▸ **Texte fourni**:
########################################

Par ailleurs, la rémunération exorbitante accordée aux hauts dirigeants par les conseils de certaines grandes sociétés essuie plusieurs critiques. Pour Yvan Allaire, président de l'Institut sur la gouvernance d'organisations privées et publiques, cette inflation salariale est surtout le fait du système de rémunération par comparaison. «On veut s'assurer de payer les dirigeants à leur juste valeur marchande sous peine de les perdre. Mais plus on suit cette logique, plus il y a surenchère.»
Serge Régnier estime quant à lui que cette méthode est valable à la condition que le groupe de comparaison soit réaliste. «Le piège, c'est de se comparer seulement avec les entreprises qui paient le plus. Il faut utiliser des entreprises similaires et pondérer en fonction de la région et du secteur d'activité.»
Une bonne pratique consiste aussi à lier la rémunération variable à des objectifs qualitatifs plutôt qu'uniquement financiers : roulement et degré d'engagement du personnel, productivité, maintien de la réputation de l'entreprise, développement continu des ressources humaines, etc.

########################################

▸ **Données brutes**:
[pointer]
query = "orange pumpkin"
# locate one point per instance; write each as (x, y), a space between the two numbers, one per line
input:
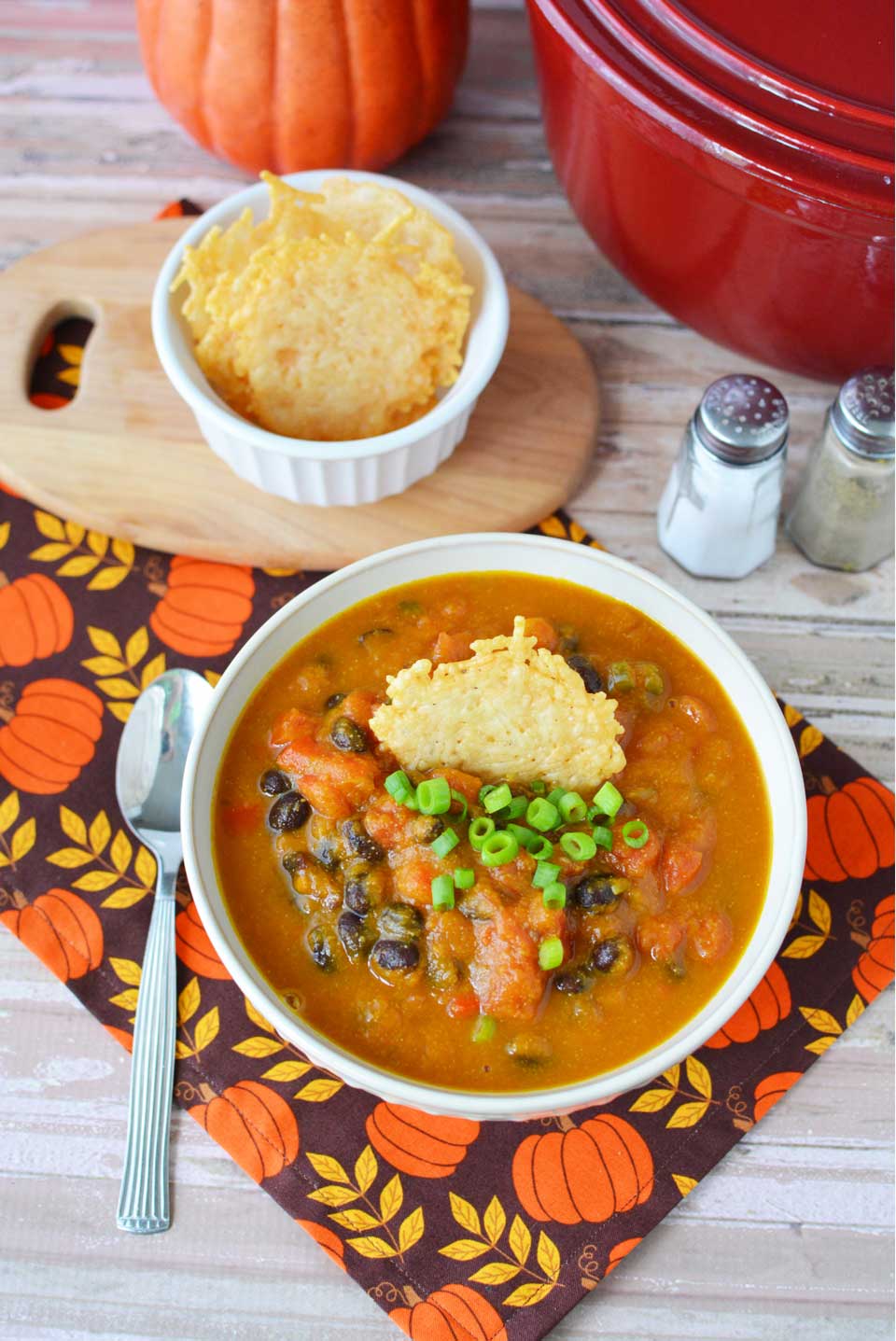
(193, 947)
(254, 1124)
(203, 608)
(453, 1313)
(420, 1144)
(51, 735)
(875, 967)
(59, 929)
(290, 85)
(586, 1172)
(619, 1254)
(763, 1009)
(35, 620)
(850, 831)
(330, 1242)
(770, 1089)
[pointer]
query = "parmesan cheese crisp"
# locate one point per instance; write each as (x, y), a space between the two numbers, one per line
(512, 712)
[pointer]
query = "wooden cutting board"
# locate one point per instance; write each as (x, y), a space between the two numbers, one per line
(126, 457)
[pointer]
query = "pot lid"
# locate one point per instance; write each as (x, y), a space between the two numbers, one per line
(821, 73)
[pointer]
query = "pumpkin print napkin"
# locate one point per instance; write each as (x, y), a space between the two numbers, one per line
(457, 1230)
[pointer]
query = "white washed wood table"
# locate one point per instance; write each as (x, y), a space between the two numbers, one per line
(793, 1234)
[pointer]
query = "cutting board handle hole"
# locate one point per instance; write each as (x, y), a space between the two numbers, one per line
(57, 356)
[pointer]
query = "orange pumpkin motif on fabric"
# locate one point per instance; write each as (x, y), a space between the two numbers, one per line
(193, 947)
(204, 607)
(36, 620)
(61, 929)
(770, 1089)
(297, 85)
(588, 1172)
(850, 831)
(51, 735)
(330, 1242)
(420, 1144)
(875, 967)
(763, 1009)
(453, 1313)
(619, 1254)
(254, 1124)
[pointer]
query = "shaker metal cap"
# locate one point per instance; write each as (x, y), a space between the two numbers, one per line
(862, 413)
(742, 419)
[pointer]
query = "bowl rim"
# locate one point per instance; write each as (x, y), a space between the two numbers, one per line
(517, 1104)
(494, 315)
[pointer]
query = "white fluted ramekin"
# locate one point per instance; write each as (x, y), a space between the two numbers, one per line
(362, 469)
(491, 552)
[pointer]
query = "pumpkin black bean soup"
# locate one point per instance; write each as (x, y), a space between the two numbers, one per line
(493, 831)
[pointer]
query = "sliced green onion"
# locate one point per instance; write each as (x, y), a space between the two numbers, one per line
(554, 895)
(499, 847)
(456, 795)
(444, 843)
(579, 846)
(608, 800)
(546, 873)
(653, 681)
(479, 831)
(497, 798)
(442, 892)
(542, 814)
(602, 837)
(484, 1028)
(550, 954)
(525, 837)
(399, 785)
(571, 807)
(433, 797)
(635, 833)
(619, 676)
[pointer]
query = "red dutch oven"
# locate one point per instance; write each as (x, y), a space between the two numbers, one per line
(734, 159)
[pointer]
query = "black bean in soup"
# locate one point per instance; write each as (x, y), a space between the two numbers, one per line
(401, 955)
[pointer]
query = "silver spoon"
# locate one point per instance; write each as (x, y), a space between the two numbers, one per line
(149, 775)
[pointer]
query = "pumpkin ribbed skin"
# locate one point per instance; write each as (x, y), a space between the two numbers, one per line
(770, 1089)
(51, 735)
(453, 1313)
(255, 1126)
(766, 1006)
(61, 929)
(36, 620)
(850, 831)
(204, 607)
(589, 1172)
(420, 1144)
(193, 947)
(293, 85)
(875, 969)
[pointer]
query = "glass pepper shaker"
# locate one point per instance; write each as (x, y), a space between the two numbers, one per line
(718, 515)
(843, 514)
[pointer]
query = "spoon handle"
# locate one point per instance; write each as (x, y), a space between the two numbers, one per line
(143, 1203)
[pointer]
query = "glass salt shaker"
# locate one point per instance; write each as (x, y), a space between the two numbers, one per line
(843, 514)
(718, 515)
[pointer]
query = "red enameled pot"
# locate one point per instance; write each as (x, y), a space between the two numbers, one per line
(735, 161)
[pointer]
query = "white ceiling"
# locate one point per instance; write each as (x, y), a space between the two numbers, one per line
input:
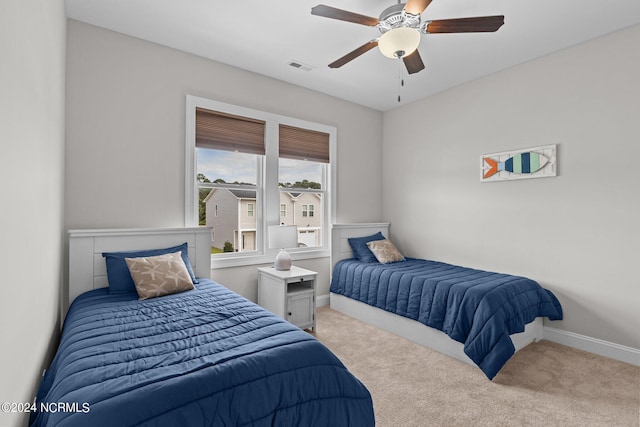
(265, 36)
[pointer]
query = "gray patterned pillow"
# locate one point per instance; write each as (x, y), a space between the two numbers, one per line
(155, 276)
(385, 251)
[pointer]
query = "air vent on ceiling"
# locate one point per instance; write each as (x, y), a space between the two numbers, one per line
(299, 65)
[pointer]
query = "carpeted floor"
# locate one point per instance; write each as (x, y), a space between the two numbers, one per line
(545, 384)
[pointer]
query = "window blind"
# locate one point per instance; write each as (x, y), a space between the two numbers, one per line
(303, 144)
(221, 131)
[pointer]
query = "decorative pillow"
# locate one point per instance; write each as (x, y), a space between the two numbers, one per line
(159, 275)
(360, 249)
(118, 275)
(385, 251)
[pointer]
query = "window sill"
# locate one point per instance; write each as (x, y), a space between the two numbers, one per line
(218, 261)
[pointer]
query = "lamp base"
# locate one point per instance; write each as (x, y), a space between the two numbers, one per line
(283, 261)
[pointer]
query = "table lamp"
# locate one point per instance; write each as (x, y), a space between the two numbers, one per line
(283, 237)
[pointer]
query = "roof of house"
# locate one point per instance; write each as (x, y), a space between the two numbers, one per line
(244, 194)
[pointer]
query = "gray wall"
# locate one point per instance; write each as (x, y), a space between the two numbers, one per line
(126, 130)
(577, 233)
(32, 48)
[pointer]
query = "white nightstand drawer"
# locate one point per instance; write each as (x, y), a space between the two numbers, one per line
(290, 294)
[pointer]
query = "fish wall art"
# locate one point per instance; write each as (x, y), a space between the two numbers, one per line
(537, 162)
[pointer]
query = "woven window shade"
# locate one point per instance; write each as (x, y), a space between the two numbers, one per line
(304, 144)
(221, 131)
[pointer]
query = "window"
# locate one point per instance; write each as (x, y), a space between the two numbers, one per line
(248, 169)
(307, 210)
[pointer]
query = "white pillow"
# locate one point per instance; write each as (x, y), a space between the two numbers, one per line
(159, 275)
(385, 251)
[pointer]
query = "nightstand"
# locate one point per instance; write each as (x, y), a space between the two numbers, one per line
(290, 294)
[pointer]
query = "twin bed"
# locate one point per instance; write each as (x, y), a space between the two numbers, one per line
(475, 316)
(202, 355)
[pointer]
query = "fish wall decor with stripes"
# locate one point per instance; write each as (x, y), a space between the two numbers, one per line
(536, 162)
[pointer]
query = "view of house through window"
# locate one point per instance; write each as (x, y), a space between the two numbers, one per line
(229, 161)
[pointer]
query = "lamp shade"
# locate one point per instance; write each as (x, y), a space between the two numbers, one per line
(283, 236)
(399, 42)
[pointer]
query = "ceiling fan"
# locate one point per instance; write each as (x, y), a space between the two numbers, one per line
(402, 29)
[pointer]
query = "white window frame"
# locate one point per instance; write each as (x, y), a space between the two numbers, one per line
(267, 209)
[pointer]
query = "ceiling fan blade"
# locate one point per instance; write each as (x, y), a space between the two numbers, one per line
(481, 24)
(354, 54)
(416, 7)
(413, 62)
(343, 15)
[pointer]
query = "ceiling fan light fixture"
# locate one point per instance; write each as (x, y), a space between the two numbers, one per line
(399, 42)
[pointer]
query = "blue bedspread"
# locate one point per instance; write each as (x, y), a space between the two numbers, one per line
(206, 357)
(477, 308)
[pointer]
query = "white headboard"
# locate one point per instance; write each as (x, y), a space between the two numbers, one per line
(340, 233)
(87, 267)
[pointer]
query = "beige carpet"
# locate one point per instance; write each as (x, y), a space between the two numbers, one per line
(545, 384)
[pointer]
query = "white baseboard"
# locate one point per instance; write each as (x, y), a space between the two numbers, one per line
(581, 342)
(593, 345)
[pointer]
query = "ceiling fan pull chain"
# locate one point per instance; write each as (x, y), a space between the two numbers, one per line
(400, 80)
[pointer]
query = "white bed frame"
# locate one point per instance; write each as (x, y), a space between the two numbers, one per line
(402, 326)
(87, 267)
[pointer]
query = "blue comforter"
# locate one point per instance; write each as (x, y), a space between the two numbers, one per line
(477, 308)
(206, 357)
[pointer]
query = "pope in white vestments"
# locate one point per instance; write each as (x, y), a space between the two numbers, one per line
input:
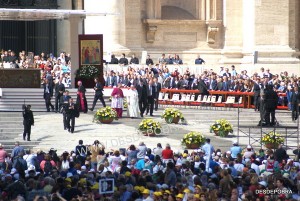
(133, 102)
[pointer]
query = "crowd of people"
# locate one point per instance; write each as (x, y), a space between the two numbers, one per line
(49, 65)
(141, 173)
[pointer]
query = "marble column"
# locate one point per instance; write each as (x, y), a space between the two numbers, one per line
(207, 9)
(63, 31)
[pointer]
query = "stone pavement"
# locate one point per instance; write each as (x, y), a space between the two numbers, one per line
(48, 130)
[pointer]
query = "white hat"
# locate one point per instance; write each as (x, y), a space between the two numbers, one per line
(263, 183)
(69, 175)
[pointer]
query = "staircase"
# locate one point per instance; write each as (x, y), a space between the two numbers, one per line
(13, 98)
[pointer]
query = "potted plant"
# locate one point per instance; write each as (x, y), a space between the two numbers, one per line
(149, 127)
(221, 128)
(172, 115)
(193, 140)
(271, 140)
(105, 115)
(87, 74)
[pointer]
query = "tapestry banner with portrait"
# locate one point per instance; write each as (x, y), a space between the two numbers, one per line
(90, 57)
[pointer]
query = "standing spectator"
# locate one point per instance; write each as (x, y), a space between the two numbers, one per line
(71, 114)
(295, 101)
(3, 155)
(114, 60)
(123, 60)
(199, 60)
(235, 150)
(48, 93)
(98, 94)
(167, 154)
(142, 150)
(117, 100)
(142, 92)
(133, 102)
(157, 89)
(233, 71)
(59, 90)
(81, 99)
(151, 96)
(28, 121)
(134, 60)
(149, 61)
(17, 149)
(162, 59)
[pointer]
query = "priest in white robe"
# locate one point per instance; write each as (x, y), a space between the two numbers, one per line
(133, 102)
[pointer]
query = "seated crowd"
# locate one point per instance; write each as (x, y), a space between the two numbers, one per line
(143, 173)
(48, 64)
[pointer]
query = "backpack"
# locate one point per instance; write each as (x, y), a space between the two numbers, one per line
(270, 166)
(48, 167)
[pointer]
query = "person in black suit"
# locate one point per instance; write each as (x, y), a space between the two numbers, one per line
(256, 89)
(48, 93)
(270, 103)
(151, 96)
(143, 95)
(157, 89)
(149, 61)
(123, 61)
(202, 87)
(64, 101)
(71, 114)
(59, 90)
(295, 102)
(110, 81)
(98, 94)
(113, 60)
(28, 121)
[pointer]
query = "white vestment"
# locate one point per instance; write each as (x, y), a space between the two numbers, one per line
(133, 103)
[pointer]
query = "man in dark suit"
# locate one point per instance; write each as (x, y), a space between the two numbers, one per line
(71, 113)
(295, 102)
(28, 121)
(151, 96)
(257, 89)
(98, 94)
(226, 84)
(212, 83)
(48, 93)
(64, 102)
(59, 90)
(270, 104)
(157, 89)
(202, 87)
(143, 95)
(110, 81)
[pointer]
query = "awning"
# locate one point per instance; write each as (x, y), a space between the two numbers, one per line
(44, 14)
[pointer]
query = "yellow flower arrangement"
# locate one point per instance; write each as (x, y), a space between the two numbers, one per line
(272, 137)
(150, 126)
(193, 138)
(222, 126)
(106, 112)
(170, 113)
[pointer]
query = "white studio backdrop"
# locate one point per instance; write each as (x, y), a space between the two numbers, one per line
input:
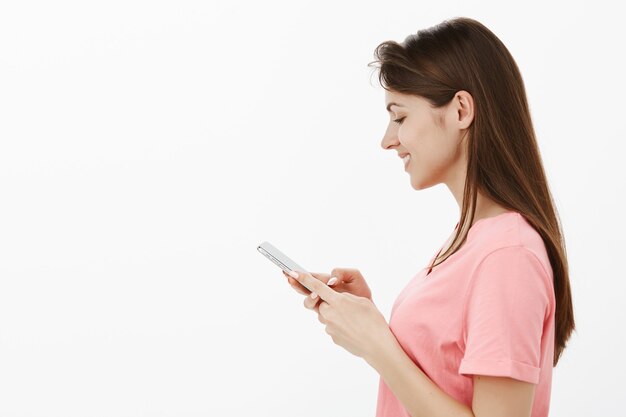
(148, 147)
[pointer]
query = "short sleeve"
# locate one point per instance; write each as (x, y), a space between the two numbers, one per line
(506, 305)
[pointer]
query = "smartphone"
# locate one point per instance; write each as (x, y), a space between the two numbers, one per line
(283, 261)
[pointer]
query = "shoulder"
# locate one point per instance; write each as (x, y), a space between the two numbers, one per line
(508, 235)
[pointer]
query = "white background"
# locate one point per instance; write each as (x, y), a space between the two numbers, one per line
(148, 147)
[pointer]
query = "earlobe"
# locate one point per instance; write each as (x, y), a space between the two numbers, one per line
(465, 109)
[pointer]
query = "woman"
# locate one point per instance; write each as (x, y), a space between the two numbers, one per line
(478, 331)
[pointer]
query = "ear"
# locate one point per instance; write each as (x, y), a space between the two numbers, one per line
(464, 106)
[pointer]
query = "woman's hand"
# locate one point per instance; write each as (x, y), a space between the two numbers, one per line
(349, 280)
(352, 321)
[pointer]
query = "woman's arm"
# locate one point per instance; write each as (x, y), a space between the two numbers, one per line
(493, 396)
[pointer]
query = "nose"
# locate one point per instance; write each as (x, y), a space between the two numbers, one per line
(390, 138)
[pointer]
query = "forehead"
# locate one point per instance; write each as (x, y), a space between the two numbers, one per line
(403, 100)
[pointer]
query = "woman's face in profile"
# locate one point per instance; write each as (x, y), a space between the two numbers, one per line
(428, 135)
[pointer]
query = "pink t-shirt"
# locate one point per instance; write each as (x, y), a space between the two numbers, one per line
(488, 309)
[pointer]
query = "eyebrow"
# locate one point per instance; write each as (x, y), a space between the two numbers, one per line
(393, 104)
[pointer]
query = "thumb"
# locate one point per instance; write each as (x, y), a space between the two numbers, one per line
(345, 275)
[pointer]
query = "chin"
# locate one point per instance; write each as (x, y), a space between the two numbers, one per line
(422, 185)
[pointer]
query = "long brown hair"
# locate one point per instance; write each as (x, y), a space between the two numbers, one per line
(504, 162)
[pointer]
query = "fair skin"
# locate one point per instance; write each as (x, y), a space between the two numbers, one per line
(435, 140)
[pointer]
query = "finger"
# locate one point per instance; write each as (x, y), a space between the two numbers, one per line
(314, 285)
(298, 287)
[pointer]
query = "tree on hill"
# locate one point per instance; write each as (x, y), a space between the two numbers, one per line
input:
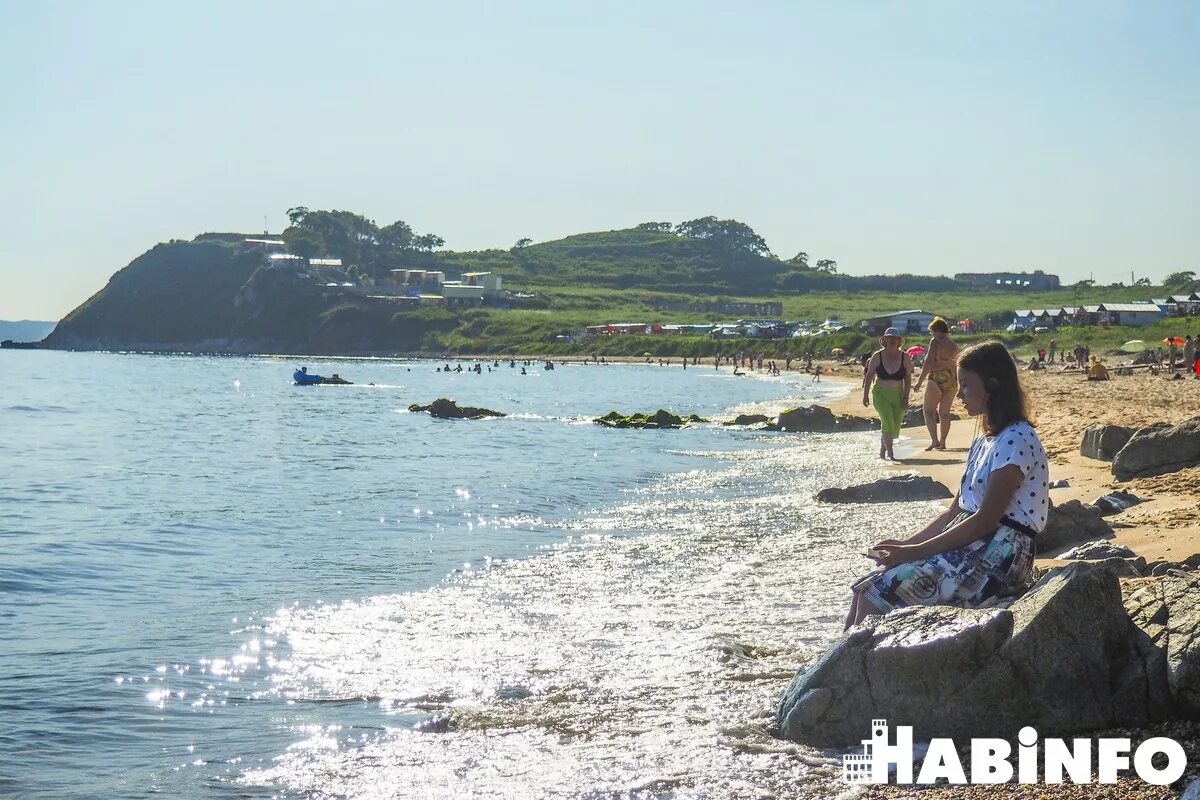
(304, 242)
(1181, 280)
(730, 234)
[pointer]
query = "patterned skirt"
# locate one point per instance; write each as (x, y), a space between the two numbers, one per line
(989, 567)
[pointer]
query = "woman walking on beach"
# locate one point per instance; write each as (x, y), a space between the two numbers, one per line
(940, 367)
(982, 547)
(891, 371)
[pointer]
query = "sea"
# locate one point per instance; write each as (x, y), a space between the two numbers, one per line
(217, 584)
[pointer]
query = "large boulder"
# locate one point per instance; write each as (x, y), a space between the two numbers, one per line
(817, 419)
(916, 416)
(1168, 612)
(1071, 523)
(448, 409)
(1159, 449)
(660, 419)
(1098, 551)
(1115, 503)
(901, 488)
(749, 419)
(1065, 657)
(1103, 441)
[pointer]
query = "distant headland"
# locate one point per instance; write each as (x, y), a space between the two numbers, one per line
(335, 282)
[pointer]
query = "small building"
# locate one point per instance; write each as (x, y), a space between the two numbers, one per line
(1057, 317)
(419, 281)
(913, 322)
(1035, 281)
(1183, 305)
(618, 329)
(489, 282)
(729, 331)
(268, 245)
(285, 260)
(1025, 317)
(1129, 313)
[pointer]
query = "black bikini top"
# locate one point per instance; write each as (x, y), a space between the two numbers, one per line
(882, 373)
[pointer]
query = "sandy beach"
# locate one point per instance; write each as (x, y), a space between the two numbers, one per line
(1165, 527)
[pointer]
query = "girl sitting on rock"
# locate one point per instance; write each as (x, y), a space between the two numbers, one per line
(982, 547)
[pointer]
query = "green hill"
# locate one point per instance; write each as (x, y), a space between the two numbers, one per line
(629, 259)
(211, 294)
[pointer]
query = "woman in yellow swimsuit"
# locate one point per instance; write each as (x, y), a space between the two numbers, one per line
(940, 367)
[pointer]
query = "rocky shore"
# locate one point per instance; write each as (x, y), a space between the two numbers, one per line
(1105, 643)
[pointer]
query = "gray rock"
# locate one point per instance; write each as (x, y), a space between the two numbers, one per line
(1069, 524)
(1065, 657)
(916, 416)
(1134, 567)
(1103, 441)
(1159, 449)
(901, 488)
(1115, 503)
(1097, 551)
(1167, 611)
(1158, 569)
(817, 419)
(749, 419)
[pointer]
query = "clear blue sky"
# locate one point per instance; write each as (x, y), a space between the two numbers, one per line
(924, 137)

########################################

▸ **Énoncé 1**:
D'après le texte sur la rémunération des dirigeants, pourquoi le système de rémunération par comparaison alimente-t-il l'inflation salariale selon Yvan Allaire ? Répondez en une à trois phrases.
▸ **Énoncé 2**:
Reprenez la rédaction du texte sur la rémunération des dirigeants à la suite de sa dernière phrase.

▸ **Réponse rédigée 1**:
Les conseils veulent payer les dirigeants à leur juste valeur marchande pour ne pas risquer de les perdre. Or, plus on suit cette logique, plus il y a surenchère, ce qui fait monter les salaires.

▸ **Réponse rédigée 2**:
Outre ces tâches, les conseils se penchent aussi sur la capacité à attirer, perfectionner et retenir les talents. «Le but n'est pas de faire du micromanagement, mais de s'assurer que l'entreprise a des plans d'action et des stratégies et qu'elle gère bien les risques liés aux talents», explique Jacqueline Codsi. Sa suggestion : mettre à l'ordre du jour du comité RH les principaux enjeux à tour de rôle (relations de travail, niveau d'engagement des employés, gestion de la diversité et du changement, roulement du personnel, santé/sécurité, etc.).
Diversifier les conseils
Le recrutement d'administrateurs est à la fois une responsabilité des conseils et un défi. Un défi particulièrement en matière de diversité, les conseils étant surtout composés d'hommes avec des profils de financiers, d'avocats et d'anciens pdg. Pourtant, des études ont démontré que la diversité d'un conseil, parce qu'elle favorise une vision plus complète, améliore le rendement financier. Une diversité de sexes et d'âges, bien sûr, mais également d'expertises et d'expériences.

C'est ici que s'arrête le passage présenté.